Natural language region descriptions
* * * * * * *

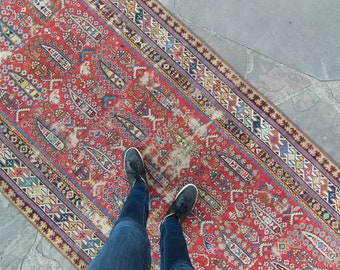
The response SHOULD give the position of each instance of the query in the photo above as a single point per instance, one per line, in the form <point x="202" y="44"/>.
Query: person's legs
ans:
<point x="128" y="245"/>
<point x="174" y="252"/>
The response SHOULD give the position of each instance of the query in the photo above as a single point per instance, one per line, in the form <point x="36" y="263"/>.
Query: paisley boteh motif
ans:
<point x="237" y="251"/>
<point x="25" y="85"/>
<point x="113" y="76"/>
<point x="58" y="57"/>
<point x="155" y="174"/>
<point x="83" y="105"/>
<point x="266" y="219"/>
<point x="133" y="129"/>
<point x="215" y="205"/>
<point x="51" y="137"/>
<point x="246" y="176"/>
<point x="102" y="159"/>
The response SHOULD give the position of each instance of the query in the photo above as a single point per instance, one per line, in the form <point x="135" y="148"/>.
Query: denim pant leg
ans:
<point x="128" y="246"/>
<point x="174" y="251"/>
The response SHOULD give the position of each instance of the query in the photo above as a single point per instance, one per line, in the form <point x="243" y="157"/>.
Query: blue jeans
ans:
<point x="128" y="246"/>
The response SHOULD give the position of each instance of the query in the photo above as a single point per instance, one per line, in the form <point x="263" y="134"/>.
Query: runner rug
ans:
<point x="81" y="81"/>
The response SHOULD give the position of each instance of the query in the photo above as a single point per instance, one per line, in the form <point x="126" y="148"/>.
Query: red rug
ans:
<point x="81" y="81"/>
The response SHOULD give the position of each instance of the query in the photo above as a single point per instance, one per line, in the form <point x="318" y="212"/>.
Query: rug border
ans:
<point x="221" y="65"/>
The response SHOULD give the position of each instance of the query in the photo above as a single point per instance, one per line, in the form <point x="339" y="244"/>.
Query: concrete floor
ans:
<point x="288" y="49"/>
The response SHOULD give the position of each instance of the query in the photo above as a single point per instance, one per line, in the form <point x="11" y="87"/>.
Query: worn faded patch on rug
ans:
<point x="81" y="81"/>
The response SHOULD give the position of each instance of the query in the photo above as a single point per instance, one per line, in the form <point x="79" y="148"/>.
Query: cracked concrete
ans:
<point x="274" y="46"/>
<point x="288" y="50"/>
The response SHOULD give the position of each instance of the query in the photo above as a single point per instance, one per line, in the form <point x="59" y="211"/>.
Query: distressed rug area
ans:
<point x="81" y="81"/>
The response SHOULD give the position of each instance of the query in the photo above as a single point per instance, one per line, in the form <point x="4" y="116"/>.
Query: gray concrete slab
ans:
<point x="287" y="49"/>
<point x="301" y="34"/>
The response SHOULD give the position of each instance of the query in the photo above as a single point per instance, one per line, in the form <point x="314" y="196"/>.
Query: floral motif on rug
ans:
<point x="81" y="81"/>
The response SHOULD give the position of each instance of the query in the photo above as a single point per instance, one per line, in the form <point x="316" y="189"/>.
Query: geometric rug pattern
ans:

* * * * * * *

• Brief:
Give again, exactly, the lines starting at the first entry above and ending at the line with "Query: paisley boteh motif"; please leave pictures out.

• Response to the task:
The response SHOULD give the position of each instance of the query in the photo above as a single point per instance, one per line, in the form <point x="202" y="44"/>.
Query: person's legs
ans:
<point x="128" y="245"/>
<point x="174" y="252"/>
The response SHOULD give the position of each instance of the query in the photo above as a single point per instance, one per line, in the form <point x="36" y="263"/>.
Query: paisley boteh motif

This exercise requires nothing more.